PROBLEM DETAILS:
Produce a verbatim transcription of the records below, beginning at the line containing "Annotation task: mark the person in yellow" and ending at the final line; include only those lines.

THE RECORDS:
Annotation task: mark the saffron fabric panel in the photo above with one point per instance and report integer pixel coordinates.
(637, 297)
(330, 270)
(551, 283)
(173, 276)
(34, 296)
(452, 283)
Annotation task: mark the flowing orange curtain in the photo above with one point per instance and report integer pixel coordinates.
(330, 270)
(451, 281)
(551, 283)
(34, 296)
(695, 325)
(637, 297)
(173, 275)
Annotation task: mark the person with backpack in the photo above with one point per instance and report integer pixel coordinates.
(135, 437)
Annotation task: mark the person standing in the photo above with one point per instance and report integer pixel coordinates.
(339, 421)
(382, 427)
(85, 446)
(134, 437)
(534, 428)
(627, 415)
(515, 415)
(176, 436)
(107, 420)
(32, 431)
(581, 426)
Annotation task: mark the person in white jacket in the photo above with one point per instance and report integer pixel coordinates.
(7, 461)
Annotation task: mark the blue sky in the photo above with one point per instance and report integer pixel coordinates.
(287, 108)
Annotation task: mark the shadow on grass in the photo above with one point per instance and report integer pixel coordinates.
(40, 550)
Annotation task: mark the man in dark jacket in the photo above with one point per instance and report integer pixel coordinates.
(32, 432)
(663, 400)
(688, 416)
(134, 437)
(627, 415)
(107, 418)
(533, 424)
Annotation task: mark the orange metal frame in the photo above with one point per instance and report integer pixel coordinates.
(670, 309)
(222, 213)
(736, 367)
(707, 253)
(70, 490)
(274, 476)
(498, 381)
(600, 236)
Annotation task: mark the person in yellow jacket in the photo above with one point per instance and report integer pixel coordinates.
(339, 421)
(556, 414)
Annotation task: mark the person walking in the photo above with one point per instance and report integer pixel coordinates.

SOLUTION FOR THIS TASK:
Annotation task: mark the person in yellow jacket in the photo above with one point per instance and report integer pixel coordinates.
(339, 421)
(556, 414)
Annotation task: mark the person walking in the photo above with one point per instance and report integer pixel coordinates.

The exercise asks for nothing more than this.